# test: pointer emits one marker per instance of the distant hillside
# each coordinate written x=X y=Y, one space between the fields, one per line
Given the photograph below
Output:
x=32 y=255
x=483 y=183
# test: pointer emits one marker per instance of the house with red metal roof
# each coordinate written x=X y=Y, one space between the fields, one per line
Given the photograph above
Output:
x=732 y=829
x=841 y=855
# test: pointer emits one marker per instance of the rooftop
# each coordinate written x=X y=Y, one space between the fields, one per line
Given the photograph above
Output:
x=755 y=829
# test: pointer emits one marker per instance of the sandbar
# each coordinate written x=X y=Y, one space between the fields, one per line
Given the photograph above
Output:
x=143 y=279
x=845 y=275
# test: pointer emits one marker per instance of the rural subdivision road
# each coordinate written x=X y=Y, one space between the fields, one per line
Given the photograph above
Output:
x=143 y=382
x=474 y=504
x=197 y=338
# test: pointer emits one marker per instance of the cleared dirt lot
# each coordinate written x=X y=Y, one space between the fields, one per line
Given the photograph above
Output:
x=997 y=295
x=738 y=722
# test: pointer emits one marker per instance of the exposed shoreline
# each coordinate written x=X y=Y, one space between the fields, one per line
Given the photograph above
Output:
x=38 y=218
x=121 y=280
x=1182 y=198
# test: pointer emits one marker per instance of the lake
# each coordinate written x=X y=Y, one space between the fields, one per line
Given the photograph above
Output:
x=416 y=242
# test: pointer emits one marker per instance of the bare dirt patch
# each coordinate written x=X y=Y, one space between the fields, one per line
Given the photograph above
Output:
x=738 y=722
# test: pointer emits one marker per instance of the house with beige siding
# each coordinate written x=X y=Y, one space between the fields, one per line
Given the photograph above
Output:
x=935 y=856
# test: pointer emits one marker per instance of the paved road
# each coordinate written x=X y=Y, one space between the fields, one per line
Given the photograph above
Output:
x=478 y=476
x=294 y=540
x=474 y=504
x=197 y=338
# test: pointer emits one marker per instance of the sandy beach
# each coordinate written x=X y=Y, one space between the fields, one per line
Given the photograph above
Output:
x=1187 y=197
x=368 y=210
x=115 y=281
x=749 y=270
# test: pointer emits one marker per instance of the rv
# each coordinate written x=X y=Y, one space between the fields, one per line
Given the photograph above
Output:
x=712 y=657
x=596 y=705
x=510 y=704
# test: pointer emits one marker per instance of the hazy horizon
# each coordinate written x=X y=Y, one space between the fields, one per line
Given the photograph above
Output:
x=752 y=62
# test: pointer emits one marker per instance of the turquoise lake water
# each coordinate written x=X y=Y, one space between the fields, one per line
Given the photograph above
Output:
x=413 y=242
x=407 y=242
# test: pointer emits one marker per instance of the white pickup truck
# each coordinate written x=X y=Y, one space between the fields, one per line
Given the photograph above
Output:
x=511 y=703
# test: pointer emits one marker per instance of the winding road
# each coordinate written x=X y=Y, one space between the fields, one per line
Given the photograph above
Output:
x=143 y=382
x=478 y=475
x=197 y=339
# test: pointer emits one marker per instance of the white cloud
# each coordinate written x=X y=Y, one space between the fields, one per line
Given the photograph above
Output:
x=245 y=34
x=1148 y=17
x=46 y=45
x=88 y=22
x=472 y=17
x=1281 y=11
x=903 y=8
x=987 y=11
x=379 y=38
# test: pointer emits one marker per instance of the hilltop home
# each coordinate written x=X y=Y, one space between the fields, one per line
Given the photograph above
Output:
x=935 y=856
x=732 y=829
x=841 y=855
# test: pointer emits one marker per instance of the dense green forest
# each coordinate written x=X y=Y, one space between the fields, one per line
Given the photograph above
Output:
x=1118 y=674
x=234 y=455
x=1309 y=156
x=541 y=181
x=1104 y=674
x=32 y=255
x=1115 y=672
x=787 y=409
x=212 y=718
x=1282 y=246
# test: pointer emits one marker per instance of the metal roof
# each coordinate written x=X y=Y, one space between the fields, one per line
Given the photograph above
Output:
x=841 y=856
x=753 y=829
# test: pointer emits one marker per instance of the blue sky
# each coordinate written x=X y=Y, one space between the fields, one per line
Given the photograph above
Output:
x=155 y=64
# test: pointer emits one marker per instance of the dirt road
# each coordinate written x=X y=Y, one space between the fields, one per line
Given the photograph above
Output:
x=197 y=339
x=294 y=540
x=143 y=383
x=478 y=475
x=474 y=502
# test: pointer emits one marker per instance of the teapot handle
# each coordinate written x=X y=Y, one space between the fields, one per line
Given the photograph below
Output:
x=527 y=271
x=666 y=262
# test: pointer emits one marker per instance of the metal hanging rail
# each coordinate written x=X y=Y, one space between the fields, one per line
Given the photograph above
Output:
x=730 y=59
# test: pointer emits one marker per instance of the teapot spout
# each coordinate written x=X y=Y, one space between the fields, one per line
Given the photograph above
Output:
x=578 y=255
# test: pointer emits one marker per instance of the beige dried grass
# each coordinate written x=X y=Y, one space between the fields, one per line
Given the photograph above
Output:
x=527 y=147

════

(Written instruction)
Can you write out, unchanged, the lines of the listing above from the one containing "the teapot spout" through the listing's last line, both ends included?

(Correct response)
# test: pointer emits one marker per instance of the teapot spout
# each coordinate written x=X y=Y, one space between the fields, one per line
Given the photograph above
Output:
x=578 y=255
# test: pointer emits one marker per instance of the beige dried grass
# each coordinate written x=X y=Y, one space between the fields, one per line
Given the photograph above
Output:
x=527 y=147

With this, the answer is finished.